*** SELECTED EXTRACT Section Begins ***

Disposing of Excess Weapon Plutonium: The Perils and Promise of WIPP

April 29, 2014
Ed Lyman
Director, Nuclear Power Safety

Today, the National Nuclear Security Administration (NNSA) released its long-awaited study of alternative options for disposition of excess weapons plutonium. The report confirms what I anticipated in a paper I presented in July 2013: the option of down-blending the plutonium with inert materials and emplacing it in the Waste Isolation Pilot Plant (WIPP) is feasible, has the least technical risk, and is (by far) the least expensive alternative. And despite the recent accident at WIPP that caused a release of radioactive contamination, UCS still believes that this option is the best of many bad alternatives and deserves full consideration, provided that the WIPP contractor implements badly needed corrective actions.

The Energy Department’s program for disposing of excess plutonium—that is, plutonium that the U.S. government says it no longer “needs” for its nuclear weapons programs—has major political, technical and economic problems. The approach that DOE has been throwing money at for years, converting the plutonium into mixed-oxide (MOX) fuel for nuclear reactors, has ballooned in cost so much (to over $30 billion) that DOE now says it is “unaffordable.”

However, DOE is in a bind because it abandoned development work on potentially cheaper alternatives back in 2002 and put all its plutonium eggs in the MOX basket. And there is a strong constituency for the status quo: the political establishment in South Carolina and Georgia. These fair-weather conservatives have no problem with government assistance—as long as it is in the form of nuclear welfare for their states.

The WIPP Option

A schematic of the WIPP site (click to enlarge). (Source: DOE)

A schematic of the WIPP site (click to enlarge). (Source: DOE)

*** SELECTED EXTRACT Section Ends ***
*** SOURCE INFORMATION Section Begins ***

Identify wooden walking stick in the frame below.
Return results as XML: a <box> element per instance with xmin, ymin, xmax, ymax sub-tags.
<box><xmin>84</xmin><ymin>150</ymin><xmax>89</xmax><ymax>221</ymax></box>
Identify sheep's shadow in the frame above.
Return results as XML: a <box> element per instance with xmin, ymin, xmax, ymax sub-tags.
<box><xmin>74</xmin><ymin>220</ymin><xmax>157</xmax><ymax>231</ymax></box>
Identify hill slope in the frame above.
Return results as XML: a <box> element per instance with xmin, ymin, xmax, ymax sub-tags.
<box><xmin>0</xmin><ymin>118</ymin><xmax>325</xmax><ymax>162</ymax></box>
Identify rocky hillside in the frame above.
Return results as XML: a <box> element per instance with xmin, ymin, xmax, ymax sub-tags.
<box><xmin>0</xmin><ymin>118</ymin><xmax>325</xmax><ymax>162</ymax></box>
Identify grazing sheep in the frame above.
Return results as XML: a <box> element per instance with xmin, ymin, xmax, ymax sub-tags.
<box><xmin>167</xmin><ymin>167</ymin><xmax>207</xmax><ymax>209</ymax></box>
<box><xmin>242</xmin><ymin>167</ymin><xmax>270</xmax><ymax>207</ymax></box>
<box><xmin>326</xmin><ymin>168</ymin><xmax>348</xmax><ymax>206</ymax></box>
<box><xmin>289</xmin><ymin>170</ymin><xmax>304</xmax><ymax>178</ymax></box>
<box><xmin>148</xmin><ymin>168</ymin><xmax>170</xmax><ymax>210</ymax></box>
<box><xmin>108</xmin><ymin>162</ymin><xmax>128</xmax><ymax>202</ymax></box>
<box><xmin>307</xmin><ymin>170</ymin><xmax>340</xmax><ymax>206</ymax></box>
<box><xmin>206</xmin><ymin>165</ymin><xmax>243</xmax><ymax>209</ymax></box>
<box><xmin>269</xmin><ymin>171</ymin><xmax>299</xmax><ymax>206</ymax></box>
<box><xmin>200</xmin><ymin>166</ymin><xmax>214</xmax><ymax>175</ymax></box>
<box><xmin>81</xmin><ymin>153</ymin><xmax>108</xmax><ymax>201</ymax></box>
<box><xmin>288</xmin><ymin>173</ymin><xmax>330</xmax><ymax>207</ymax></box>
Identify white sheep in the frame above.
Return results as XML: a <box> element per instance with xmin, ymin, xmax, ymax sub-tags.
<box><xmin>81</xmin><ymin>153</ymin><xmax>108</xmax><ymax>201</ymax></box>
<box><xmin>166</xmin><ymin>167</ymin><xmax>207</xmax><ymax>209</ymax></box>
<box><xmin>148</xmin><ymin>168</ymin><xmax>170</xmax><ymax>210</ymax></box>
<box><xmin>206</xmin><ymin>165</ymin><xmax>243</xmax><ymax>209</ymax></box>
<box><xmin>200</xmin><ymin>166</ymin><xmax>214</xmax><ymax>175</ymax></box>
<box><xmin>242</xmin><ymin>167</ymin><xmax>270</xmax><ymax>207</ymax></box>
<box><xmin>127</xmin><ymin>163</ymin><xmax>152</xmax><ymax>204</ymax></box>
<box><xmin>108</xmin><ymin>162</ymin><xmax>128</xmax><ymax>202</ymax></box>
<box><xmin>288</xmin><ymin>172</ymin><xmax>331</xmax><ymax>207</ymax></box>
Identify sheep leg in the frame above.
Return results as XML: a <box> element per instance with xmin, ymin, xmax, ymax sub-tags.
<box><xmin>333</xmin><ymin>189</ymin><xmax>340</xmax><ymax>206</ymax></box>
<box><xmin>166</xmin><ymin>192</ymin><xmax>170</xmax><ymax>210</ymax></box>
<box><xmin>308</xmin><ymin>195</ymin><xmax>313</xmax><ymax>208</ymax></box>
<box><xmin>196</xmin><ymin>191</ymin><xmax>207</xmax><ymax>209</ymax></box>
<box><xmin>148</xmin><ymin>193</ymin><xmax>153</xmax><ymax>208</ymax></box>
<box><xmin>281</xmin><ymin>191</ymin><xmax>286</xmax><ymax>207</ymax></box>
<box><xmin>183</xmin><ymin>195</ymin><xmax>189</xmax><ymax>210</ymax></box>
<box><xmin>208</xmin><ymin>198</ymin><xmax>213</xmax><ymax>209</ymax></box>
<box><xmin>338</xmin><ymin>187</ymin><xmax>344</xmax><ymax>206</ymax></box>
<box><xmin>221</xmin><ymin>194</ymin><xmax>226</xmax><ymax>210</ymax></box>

*** SOURCE INFORMATION Section Ends ***

[TASKS TO PERFORM]
a. Reproduce the part of the article on disposing of excess weapon plutonium that opens with the words containing "Today, the National" and closes with "needed corrective actions.".
b. Please decide whether each statement agrees with the article on disposing of excess weapon plutonium, giving yes or no and the deciding words quoted from it: (i) The option of down-blending the plutonium and emplacing it in WIPP is the least expensive alternative. (ii) DOE abandoned development work on potentially cheaper alternatives in 2010. (iii) The cost of the MOX fuel approach has grown to over $30 billion.
c. Write the next part of the article on disposing of excess weapon plutonium, picking up after its last line.
The records come from a separate source.

[OUTPUTS IN ORDER]
a.
Today, the National Nuclear Security Administration (NNSA) released its long-awaited study of alternative options for disposition of excess weapons plutonium. The report confirms what I anticipated in a paper I presented in July 2013: the option of down-blending the plutonium with inert materials and emplacing it in the Waste Isolation Pilot Plant (WIPP) is feasible, has the least technical risk, and is (by far) the least expensive alternative. And despite the recent accident at WIPP that caused a release of radioactive contamination, UCS still believes that this option is the best of many bad alternatives and deserves full consideration, provided that the WIPP contractor implements badly needed corrective actions.

b.
(i) Yes: "is (by far) the least expensive alternative."
(ii) No: "it abandoned development work on potentially cheaper alternatives back in 2002."
(iii) Yes: "has ballooned in cost so much (to over $30 billion)."

c.
The NNSA options study examines the option of disposing of the plutonium in WIPP, the geologic repository for transuranic waste in the salt beds near Carlsbad, New Mexico, and estimates it would cost around one-third of the MOX option (not counting the $5 billion that has already been wasted on the MOX program). But even this approach has its problems, the primary one being that the WIPP facility has been shut down since February 14, when an as-yet-unexplained incident deep in the repository level led to the release of low levels of plutonium and americium into the environment.

Until DOE uncovers the root cause of this event, it is premature to make any predictions about the future of WIPP, much less the viability of new missions. However, if the problem that led to the release turns out to be correctable and if DOE executes all the reforms needed to reasonably prevent such events from recurring, DOE should seriously consider the WIPP option for disposing of the entire stockpile of 34 metric tons of plutonium that is covered by the 2000 US-Russia Plutonium Management and Disposition Agreement.

To provide perspective, one should keep in mind that the maximum radiological consequences of an accident at an underground repository like WIPP would be far smaller than those that could result from an accident at a large-scale plutonium processing facility like the MOX fuel fabrication plant, or from a Fukushima-like core melt accident at a reactor loaded with MOX fuel. In DOE’s recent investigative report on the WIPP release, it disclosed numerous flaws in the performance of the WIPP site contractor. But there’s no guarantee that the MOX site contractor, Shaw AREVA MOX Services, would be capable of running the MOX plant any more safely than the WIPP contractor ran its facility.

WIPP’s primary purpose is geologic disposal of radioactive waste generated at Energy Department facilities that has been contaminated with relatively low levels of certain radioactive elements, such as plutonium or americium. But DOE has also buried more concentrated plutonium wastes in WIPP, by blending them down to less than 10 percent plutonium with a mysterious substance called “termination of safeguards material” or, more colloquially, “stardust.”

A tunnel at WIPP. (Source: DOE)

A tunnel at WIPP. (Source: DOE)

About three metric tons of plutonium was disposed of in WIPP in this manner. But DOE did not evaluate the possibility of disposing of the entire plutonium surplus in WIPP because it claimed that WIPP did not have enough remaining capacity to accept so much additional material. The total volume of transuranic waste that can be disposed of in WIPP is limited.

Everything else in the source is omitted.